SET OF TASKS:
1 > Retype the portion of the LesionQuant abstract between "A group of 56" and "to visual assessments.", inclusive.
2 > Answer these questions using the LesionQuant abstract:
(a) How many MS patients were in the group that was examined?
(b) Which two brain MRI sequences were analyzed with the LesionQuant software?
(c) Of the 10 patients in whom LQ detected a reduction in whole brain percentile >10, how many did the neuro-radiologist assessment identify?

------ EXCERPT TO READ

P0598 - LesionQuant for assessment of MRI in multiple sclerosis- a promising supplement to the visual scan inspection  (ID 670)

Speakers
Presentation Number
P0598
Presentation Topic
Imaging

Abstract

Background

Quantitative measurements of lesion volume, lesion count, distribution of lesions and brain atrophy have a potentially significant value for evaluating disease progression in multiple sclerosis (MS).

Objectives

We wanted to investigate whether utilizing a software designed for evaluating MRI data in MS would be more sensitive and clinically useful compared to the visual neuro-radiological evaluation.

Methods

A group of 56 MS patients (mean age 35 years, 70 % females and 96 % relapsing-remitting MS) was examined with brain MRI one and five years after being diagosed with MS. The T1 and FLAIR brain MRI sequences for all patients were analyzed using the LesionQuant (LQ) software. The resulting LQ output was compared with data from structured visual evaluations of the MRI scans performed by a neuro-radilogist, includning assessements of atrophy and lesion count. Correlations with clinical tests, like the timed 25- foot walk test (T25-FW), were performed to explore additional value of LQ analyses compared to visual assessments.

Results

Lesion count assessments by LQ and by the neuro-radiologist were significantly correlated one year (cor=0.92, p=2.2x10¯16) and five years (cor=0.84, p=2.7x10¯16) after diagnosis. LQ detected a reduction in whole brain percentile >10 in 10 patients across the time-points, whereas the neuro-radiologist assessment identified six of these. The neuro-radiologist additionally identified five patients with increased atrophy in the follow-up period, all of them displayed decreasing low whole brain percentiles (median 11, range 8-28) in the LQ analysis. A significant positive correlation was identified between lesion volume measured by LQ and test performance of T25-FW both at one year (t=3.08, p=3.2x10¯3) and five years (t=3.72, p=4.8x10¯4) after diagnosis, while we found no association between visual inspection and the clinical tests.

------------
------ INFORMATION PROVIDED

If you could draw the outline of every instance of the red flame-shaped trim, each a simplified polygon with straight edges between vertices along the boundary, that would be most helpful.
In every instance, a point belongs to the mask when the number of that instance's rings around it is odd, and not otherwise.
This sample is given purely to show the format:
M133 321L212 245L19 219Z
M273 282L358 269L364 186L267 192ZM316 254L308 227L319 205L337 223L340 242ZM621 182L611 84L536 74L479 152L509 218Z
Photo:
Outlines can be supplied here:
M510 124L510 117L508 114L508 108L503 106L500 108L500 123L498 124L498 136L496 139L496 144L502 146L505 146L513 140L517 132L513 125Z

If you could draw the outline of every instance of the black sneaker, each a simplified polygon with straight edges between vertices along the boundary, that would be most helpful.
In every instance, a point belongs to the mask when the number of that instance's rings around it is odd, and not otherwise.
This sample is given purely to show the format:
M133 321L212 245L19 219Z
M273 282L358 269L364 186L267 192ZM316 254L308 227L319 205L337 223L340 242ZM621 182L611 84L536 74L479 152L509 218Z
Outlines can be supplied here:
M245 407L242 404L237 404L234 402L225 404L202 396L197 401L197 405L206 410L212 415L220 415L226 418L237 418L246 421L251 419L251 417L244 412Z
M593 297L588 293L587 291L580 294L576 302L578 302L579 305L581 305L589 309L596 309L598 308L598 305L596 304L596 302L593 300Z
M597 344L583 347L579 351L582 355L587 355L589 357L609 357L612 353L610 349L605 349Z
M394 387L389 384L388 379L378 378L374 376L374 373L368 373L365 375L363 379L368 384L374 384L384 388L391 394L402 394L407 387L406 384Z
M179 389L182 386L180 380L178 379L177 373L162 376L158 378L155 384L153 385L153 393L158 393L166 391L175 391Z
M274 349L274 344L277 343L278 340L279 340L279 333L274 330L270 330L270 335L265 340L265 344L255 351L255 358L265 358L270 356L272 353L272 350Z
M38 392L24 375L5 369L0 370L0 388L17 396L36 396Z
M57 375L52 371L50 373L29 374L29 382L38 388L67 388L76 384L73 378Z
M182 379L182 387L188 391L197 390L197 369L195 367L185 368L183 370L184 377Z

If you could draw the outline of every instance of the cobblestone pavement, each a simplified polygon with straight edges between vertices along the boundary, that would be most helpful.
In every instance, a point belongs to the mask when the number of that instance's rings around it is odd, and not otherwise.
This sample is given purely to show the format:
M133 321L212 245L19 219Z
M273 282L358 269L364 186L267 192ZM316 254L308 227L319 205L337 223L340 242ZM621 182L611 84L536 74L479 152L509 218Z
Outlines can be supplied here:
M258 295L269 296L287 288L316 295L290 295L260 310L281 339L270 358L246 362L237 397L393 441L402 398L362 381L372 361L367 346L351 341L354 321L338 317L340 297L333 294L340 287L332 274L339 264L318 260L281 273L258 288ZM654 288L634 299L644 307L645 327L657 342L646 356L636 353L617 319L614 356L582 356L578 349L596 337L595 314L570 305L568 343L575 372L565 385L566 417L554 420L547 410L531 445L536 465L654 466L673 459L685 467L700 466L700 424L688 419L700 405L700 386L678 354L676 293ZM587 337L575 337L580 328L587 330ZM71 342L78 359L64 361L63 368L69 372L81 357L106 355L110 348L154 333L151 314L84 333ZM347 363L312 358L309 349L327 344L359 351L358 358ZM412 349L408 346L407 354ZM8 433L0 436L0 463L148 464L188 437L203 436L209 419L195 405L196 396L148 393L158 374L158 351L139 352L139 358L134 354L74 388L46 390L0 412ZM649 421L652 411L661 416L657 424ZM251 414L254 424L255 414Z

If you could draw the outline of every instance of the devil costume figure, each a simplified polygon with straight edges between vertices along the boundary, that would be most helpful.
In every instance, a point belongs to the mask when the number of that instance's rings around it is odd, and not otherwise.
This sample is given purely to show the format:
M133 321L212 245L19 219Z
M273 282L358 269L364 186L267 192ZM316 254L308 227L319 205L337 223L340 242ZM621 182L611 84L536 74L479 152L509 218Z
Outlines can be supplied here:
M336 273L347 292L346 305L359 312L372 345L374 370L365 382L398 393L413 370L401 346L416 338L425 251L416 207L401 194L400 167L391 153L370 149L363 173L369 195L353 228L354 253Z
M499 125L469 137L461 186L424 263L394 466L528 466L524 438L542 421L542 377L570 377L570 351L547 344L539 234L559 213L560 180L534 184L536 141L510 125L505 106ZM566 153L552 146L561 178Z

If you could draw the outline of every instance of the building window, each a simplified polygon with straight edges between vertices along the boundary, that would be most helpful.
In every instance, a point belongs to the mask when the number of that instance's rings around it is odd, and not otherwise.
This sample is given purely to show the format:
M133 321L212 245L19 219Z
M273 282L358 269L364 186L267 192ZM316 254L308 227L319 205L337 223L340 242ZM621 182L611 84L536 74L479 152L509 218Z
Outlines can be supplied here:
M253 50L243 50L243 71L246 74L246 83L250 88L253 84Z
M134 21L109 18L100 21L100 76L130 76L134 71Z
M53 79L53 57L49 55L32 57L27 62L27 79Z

------------
------ INFORMATION PROVIDED

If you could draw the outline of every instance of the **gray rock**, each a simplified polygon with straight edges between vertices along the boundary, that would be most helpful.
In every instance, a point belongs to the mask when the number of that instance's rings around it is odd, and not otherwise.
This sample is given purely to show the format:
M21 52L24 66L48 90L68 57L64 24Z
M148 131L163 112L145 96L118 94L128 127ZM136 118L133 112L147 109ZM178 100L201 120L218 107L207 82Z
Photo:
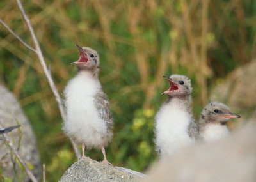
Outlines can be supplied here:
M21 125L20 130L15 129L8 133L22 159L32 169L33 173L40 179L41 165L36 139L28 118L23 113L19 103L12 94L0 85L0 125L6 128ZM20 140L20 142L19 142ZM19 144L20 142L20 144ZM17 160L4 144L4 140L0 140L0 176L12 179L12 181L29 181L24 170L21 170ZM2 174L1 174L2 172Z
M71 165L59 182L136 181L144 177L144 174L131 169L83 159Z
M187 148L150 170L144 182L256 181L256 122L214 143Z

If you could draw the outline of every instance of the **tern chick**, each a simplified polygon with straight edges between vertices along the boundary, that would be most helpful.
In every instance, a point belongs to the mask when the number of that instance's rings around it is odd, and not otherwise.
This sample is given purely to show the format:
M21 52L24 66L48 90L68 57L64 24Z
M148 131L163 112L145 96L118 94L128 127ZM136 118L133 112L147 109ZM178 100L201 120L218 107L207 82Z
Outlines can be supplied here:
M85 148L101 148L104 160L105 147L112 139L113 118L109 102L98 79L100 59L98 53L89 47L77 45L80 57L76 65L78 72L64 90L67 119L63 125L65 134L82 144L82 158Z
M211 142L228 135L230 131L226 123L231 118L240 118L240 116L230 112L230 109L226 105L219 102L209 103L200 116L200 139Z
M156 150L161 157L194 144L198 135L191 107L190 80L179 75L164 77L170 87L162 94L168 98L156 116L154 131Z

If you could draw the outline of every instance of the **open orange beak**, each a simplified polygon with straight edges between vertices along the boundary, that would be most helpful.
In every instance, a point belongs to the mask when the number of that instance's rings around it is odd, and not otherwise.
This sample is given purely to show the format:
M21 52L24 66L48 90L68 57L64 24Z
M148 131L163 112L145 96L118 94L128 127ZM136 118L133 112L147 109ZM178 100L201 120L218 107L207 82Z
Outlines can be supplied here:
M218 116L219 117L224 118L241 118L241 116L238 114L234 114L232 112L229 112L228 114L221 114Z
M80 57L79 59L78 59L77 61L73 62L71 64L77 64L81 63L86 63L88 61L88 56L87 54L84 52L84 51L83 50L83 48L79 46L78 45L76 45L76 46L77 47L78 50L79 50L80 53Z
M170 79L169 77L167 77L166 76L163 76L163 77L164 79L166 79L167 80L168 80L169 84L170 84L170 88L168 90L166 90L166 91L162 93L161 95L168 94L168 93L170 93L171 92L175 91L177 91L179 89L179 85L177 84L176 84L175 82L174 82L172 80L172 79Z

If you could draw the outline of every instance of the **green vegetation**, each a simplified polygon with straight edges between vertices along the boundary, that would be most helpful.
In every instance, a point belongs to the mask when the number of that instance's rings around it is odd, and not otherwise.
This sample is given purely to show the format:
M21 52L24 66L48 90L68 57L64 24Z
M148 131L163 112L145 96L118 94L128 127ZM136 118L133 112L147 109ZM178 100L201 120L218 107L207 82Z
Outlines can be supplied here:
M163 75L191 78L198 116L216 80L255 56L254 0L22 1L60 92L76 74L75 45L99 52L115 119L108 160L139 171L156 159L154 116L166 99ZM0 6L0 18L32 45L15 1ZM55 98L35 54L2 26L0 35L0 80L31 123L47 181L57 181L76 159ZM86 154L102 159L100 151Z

------------
------ INFORMATION PROVIDED

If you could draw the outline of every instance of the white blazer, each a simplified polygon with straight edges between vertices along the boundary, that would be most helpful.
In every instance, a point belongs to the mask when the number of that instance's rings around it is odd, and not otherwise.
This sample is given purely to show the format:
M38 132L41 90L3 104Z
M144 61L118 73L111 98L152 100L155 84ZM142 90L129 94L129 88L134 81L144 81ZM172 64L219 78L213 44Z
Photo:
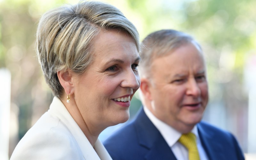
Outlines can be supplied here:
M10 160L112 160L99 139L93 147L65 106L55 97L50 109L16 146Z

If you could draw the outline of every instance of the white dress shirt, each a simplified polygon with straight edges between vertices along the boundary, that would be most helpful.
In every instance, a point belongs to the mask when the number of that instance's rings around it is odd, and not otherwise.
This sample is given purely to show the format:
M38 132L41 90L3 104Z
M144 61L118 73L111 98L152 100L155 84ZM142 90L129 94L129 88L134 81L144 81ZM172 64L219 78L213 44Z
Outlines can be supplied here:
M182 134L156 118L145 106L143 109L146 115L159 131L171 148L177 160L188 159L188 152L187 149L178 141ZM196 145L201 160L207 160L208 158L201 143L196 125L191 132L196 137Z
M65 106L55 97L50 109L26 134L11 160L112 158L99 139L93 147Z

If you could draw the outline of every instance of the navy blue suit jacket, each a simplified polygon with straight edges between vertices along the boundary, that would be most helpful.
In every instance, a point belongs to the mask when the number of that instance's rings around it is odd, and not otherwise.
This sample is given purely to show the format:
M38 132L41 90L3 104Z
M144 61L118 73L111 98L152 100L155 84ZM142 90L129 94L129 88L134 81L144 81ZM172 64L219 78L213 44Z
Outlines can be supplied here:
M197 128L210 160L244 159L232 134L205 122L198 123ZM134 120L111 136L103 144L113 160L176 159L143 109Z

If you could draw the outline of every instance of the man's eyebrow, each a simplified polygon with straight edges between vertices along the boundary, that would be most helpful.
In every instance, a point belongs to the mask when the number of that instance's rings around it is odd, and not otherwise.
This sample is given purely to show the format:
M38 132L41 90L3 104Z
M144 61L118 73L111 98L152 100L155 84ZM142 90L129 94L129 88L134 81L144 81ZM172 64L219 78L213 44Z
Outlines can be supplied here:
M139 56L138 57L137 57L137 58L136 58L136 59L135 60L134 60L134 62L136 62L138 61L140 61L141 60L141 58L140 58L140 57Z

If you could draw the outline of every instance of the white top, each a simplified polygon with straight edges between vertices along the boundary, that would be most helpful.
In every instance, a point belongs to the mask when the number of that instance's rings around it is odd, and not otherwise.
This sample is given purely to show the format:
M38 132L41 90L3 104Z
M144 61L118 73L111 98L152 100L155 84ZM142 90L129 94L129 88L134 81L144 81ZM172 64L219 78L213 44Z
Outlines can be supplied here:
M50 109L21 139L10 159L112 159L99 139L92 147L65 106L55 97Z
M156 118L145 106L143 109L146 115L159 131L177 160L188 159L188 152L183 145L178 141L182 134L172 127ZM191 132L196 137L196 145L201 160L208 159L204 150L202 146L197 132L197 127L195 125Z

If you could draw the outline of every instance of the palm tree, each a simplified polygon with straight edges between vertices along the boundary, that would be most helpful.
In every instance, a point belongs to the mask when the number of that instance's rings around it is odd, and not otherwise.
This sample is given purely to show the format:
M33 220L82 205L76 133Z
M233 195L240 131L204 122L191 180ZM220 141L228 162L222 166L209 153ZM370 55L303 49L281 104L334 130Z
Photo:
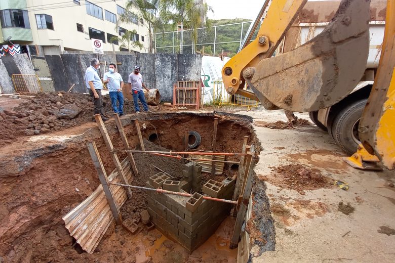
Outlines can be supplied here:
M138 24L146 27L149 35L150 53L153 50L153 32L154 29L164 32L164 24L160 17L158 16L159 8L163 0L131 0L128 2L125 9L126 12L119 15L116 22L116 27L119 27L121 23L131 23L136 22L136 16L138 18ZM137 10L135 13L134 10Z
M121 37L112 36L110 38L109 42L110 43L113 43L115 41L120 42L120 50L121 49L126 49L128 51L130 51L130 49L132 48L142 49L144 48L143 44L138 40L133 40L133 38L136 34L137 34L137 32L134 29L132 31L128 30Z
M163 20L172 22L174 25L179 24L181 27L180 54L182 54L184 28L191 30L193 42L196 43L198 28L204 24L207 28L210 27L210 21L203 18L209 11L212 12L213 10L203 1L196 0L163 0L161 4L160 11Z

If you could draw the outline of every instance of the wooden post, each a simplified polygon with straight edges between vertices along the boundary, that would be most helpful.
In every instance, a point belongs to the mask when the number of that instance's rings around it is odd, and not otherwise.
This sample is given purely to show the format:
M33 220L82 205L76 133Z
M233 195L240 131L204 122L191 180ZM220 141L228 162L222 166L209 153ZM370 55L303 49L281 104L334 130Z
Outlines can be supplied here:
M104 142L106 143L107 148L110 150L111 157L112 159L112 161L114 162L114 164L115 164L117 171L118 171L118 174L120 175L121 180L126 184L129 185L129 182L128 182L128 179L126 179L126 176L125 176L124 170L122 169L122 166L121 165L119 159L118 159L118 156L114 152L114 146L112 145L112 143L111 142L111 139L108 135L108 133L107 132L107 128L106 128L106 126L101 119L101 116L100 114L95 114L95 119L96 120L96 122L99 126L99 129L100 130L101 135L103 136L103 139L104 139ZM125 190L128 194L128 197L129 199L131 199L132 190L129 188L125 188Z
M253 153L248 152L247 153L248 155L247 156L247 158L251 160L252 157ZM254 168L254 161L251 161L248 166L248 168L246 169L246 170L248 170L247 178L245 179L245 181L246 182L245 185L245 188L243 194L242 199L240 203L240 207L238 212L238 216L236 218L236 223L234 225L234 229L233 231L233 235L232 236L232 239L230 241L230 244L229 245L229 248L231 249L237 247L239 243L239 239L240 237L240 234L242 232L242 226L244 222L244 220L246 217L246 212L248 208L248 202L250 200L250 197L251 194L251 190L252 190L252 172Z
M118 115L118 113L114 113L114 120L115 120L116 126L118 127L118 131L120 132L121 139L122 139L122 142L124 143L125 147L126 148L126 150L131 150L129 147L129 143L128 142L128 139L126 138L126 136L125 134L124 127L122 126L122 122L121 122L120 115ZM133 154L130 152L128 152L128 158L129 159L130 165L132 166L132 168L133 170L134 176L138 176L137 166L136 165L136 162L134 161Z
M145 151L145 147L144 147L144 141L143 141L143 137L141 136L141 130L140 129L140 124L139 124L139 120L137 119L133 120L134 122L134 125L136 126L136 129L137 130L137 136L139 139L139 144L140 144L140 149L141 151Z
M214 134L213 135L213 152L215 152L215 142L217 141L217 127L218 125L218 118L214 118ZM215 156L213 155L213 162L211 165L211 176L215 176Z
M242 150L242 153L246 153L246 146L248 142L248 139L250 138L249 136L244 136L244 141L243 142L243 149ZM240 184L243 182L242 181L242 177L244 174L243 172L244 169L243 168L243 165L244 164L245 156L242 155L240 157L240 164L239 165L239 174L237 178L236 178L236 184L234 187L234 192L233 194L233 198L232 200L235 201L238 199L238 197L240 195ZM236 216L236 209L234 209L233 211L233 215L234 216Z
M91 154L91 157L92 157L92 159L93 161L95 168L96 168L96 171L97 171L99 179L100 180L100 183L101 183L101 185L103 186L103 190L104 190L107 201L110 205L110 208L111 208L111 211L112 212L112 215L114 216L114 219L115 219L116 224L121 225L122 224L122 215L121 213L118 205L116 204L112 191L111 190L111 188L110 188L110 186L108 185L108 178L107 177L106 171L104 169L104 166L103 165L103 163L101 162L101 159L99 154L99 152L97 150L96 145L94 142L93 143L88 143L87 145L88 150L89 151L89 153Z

------------

PER-TASK ANSWERS:
1 >
A group of 56 MS patients (mean age 35 years, 70 % females and 96 % relapsing-remitting MS) was examined with brain MRI one and five years after being diagosed with MS. The T1 and FLAIR brain MRI sequences for all patients were analyzed using the LesionQuant (LQ) software. The resulting LQ output was compared with data from structured visual evaluations of the MRI scans performed by a neuro-radilogist, includning assessements of atrophy and lesion count. Correlations with clinical tests, like the timed 25- foot walk test (T25-FW), were performed to explore additional value of LQ analyses compared to visual assessments.

2 >
(a) 56
(b) T1 and FLAIR
(c) Six